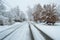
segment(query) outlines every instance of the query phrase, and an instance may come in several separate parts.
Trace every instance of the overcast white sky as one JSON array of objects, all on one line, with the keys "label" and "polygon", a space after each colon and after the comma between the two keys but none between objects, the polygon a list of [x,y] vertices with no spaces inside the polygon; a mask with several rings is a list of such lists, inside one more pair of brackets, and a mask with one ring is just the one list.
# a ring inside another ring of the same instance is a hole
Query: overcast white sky
[{"label": "overcast white sky", "polygon": [[14,8],[15,6],[19,6],[20,10],[24,12],[27,10],[28,6],[33,7],[35,4],[38,3],[40,3],[41,5],[52,4],[52,3],[59,5],[60,0],[6,0],[6,4],[9,5],[9,8]]}]

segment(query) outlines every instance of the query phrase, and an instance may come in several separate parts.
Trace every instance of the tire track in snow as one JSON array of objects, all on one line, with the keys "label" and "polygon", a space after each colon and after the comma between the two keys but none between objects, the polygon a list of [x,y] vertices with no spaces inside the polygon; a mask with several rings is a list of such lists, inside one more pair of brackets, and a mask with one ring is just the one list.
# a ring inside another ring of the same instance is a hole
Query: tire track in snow
[{"label": "tire track in snow", "polygon": [[[25,24],[25,23],[24,23]],[[23,26],[23,24],[21,25]],[[5,35],[3,38],[1,38],[0,40],[4,40],[6,37],[8,37],[9,35],[11,35],[13,32],[15,32],[17,29],[19,29],[21,26],[18,26],[17,28],[15,28],[14,30],[12,30],[10,33],[8,33],[7,35]],[[14,26],[15,27],[15,26]],[[12,27],[13,28],[13,27]]]},{"label": "tire track in snow", "polygon": [[40,34],[45,38],[45,40],[53,40],[53,38],[51,38],[49,35],[40,30],[35,24],[31,24],[40,32]]}]

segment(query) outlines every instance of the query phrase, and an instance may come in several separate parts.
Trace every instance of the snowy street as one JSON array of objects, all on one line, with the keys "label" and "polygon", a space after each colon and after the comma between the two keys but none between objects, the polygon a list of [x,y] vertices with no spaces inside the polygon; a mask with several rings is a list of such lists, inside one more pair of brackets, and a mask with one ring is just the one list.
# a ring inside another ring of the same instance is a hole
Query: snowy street
[{"label": "snowy street", "polygon": [[11,26],[0,28],[0,40],[60,40],[59,30],[58,26],[17,22]]}]

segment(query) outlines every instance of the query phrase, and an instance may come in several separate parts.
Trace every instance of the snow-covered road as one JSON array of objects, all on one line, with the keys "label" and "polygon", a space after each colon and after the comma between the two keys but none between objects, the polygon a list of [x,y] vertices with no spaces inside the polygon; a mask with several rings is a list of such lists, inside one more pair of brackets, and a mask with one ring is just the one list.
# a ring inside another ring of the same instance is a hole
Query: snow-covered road
[{"label": "snow-covered road", "polygon": [[60,36],[56,36],[58,30],[57,33],[55,31],[49,26],[34,22],[17,22],[11,26],[0,27],[0,40],[60,40]]}]

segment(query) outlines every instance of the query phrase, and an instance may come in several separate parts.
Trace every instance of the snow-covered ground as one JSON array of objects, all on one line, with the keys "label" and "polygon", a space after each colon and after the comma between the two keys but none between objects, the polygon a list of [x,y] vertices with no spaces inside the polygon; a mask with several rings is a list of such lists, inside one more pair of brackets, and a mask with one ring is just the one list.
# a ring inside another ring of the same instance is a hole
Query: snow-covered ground
[{"label": "snow-covered ground", "polygon": [[47,25],[45,23],[34,24],[54,40],[60,40],[60,23],[55,23],[55,25]]},{"label": "snow-covered ground", "polygon": [[35,22],[16,22],[12,25],[0,26],[0,40],[32,40],[29,24],[32,29],[34,40],[45,40],[39,31],[31,24],[35,24],[40,30],[52,37],[54,40],[60,40],[60,23],[46,25],[45,23]]}]

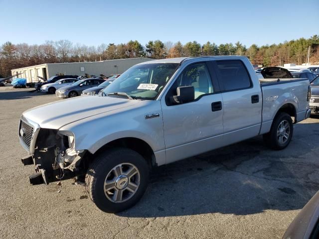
========================================================================
Problem to solve =>
Extract every line of the records that contains the string "snowy", copying each such line in full.

Written response =>
Trace every instance of the snowy street as one JSON array of objects, all on one line, with the keys "label" and "polygon", a space after each colon and after the comma between the two keys but none between objects, the polygon a list of [x,y] vertices with no spaces inside the polygon; a mask with several rings is a list of such lists, inside one more pair of brackets, and a mask with one ring is just the one list.
Query: snowy street
[{"label": "snowy street", "polygon": [[11,26],[0,28],[0,40],[60,40],[59,30],[58,26],[17,22]]}]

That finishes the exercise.